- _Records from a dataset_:
——————

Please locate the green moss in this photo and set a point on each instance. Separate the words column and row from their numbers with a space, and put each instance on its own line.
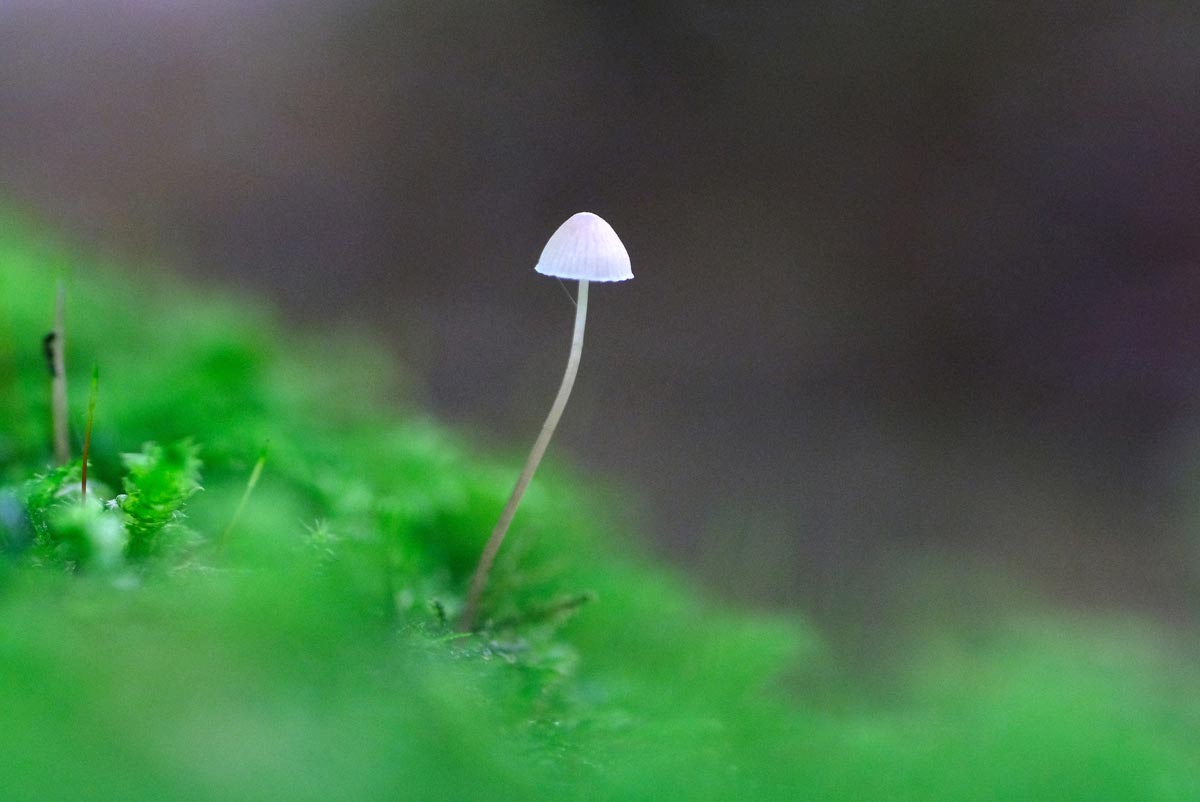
column 311, row 654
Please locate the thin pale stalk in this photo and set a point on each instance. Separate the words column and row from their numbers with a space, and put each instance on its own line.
column 59, row 379
column 539, row 448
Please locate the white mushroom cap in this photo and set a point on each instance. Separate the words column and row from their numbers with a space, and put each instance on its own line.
column 585, row 247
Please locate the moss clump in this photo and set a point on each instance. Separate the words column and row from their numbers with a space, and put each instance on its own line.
column 311, row 657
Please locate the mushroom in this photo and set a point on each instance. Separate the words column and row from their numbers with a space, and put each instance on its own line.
column 585, row 249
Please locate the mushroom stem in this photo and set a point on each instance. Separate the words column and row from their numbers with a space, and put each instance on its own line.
column 539, row 448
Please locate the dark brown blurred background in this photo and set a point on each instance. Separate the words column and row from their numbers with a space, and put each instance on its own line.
column 918, row 283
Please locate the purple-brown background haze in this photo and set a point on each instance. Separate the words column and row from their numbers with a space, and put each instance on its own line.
column 918, row 283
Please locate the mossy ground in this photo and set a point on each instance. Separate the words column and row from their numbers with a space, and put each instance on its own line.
column 150, row 652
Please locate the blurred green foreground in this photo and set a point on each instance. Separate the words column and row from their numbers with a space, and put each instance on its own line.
column 154, row 647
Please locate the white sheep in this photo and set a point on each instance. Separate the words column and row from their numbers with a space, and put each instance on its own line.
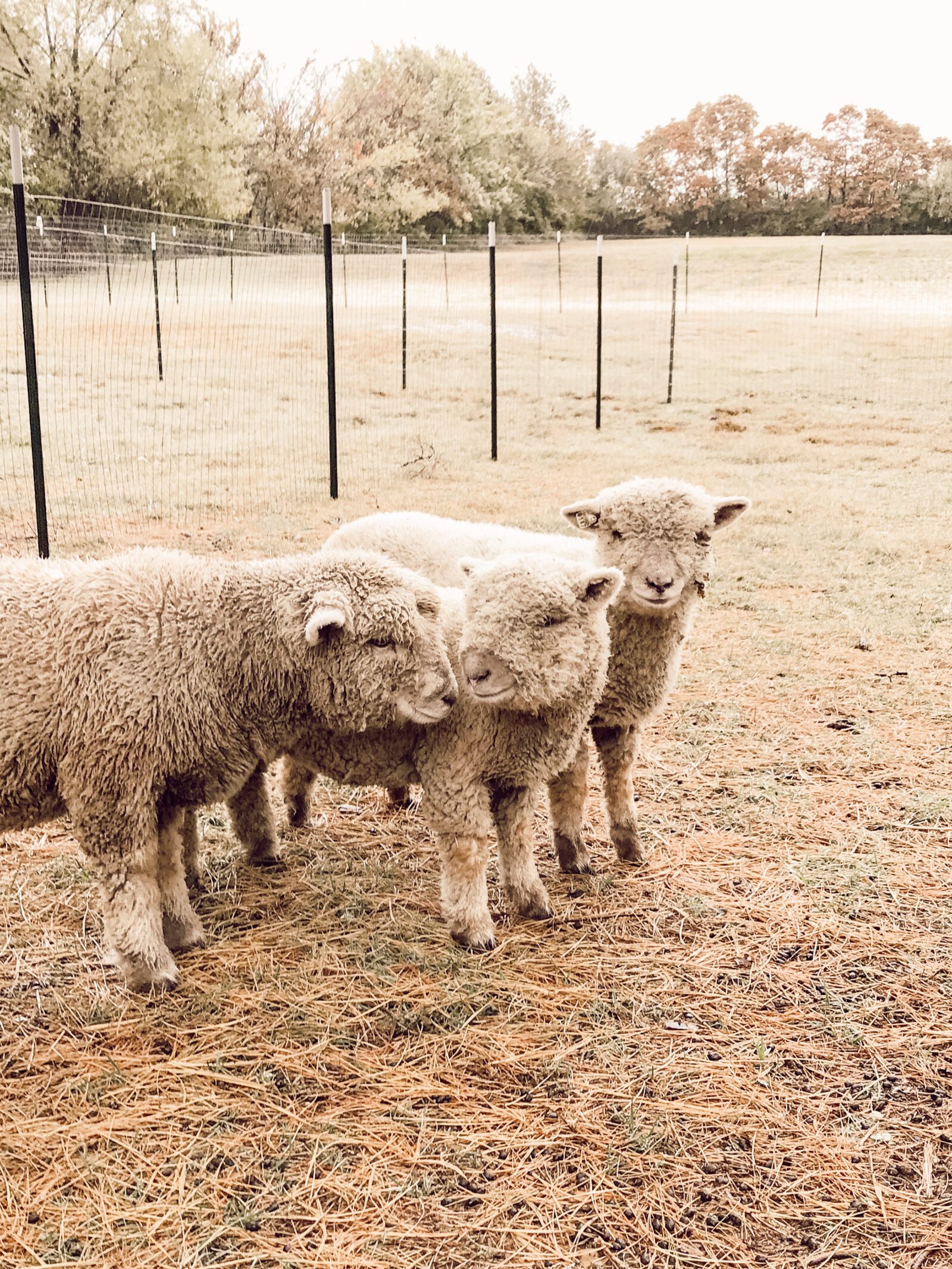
column 659, row 533
column 140, row 685
column 530, row 638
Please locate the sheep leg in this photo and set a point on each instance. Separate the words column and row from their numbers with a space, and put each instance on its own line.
column 296, row 782
column 253, row 823
column 465, row 896
column 124, row 847
column 182, row 927
column 191, row 861
column 512, row 811
column 617, row 748
column 566, row 807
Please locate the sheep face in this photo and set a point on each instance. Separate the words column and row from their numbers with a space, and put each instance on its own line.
column 376, row 632
column 659, row 533
column 535, row 628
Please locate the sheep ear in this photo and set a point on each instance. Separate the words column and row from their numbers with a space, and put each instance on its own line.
column 601, row 587
column 728, row 509
column 470, row 568
column 331, row 613
column 583, row 516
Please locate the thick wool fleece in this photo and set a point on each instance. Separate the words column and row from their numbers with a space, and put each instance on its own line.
column 434, row 546
column 483, row 766
column 659, row 533
column 153, row 682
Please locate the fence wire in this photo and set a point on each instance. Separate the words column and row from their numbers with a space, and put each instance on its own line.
column 236, row 427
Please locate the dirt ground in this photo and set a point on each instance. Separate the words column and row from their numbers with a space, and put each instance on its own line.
column 737, row 1055
column 233, row 442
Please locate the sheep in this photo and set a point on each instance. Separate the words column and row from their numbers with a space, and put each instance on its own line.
column 528, row 636
column 141, row 685
column 659, row 533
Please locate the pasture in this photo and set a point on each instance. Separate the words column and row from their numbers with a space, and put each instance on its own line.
column 737, row 1055
column 234, row 441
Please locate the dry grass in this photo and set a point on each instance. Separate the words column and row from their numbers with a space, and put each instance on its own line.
column 738, row 1055
column 234, row 440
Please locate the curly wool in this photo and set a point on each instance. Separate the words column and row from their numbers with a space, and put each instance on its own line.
column 643, row 527
column 483, row 766
column 139, row 685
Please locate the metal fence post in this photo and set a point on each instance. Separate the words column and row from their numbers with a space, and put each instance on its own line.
column 331, row 367
column 158, row 321
column 106, row 252
column 598, row 343
column 403, row 343
column 687, row 262
column 559, row 258
column 30, row 347
column 493, row 383
column 674, row 311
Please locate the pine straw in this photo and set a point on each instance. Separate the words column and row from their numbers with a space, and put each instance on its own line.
column 738, row 1055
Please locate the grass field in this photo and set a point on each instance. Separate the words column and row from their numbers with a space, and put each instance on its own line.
column 737, row 1055
column 235, row 437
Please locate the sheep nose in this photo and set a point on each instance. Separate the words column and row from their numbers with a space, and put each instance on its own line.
column 487, row 674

——————

- _Task goal_: Express the records as a JSON list of strings, one per line, beginning at the line that has "Please locate the blurred" and stopping after the line that has "column 566, row 807". Leave out blank lines and the pictures.

- _Solution to the exercise_:
[
  "Please locate the blurred green foreground in this photo and set a point on each instance. Separate the words column and row from their numbers with a space, and put each instance on its own line.",
  "column 154, row 647",
  "Please locate the white sheep in this photo and set a point on each instance. Separate the words column and row from their numbers with a space, and put each instance on its own line.",
  "column 659, row 533",
  "column 140, row 685",
  "column 530, row 638",
  "Please locate the sheep leg in this photo and set a point on each instance. Separate the words column and row from their numbers with a space, and put each instance on its own line.",
  "column 296, row 782",
  "column 253, row 823",
  "column 465, row 896",
  "column 124, row 847",
  "column 182, row 927",
  "column 191, row 861",
  "column 512, row 811",
  "column 617, row 748",
  "column 566, row 807"
]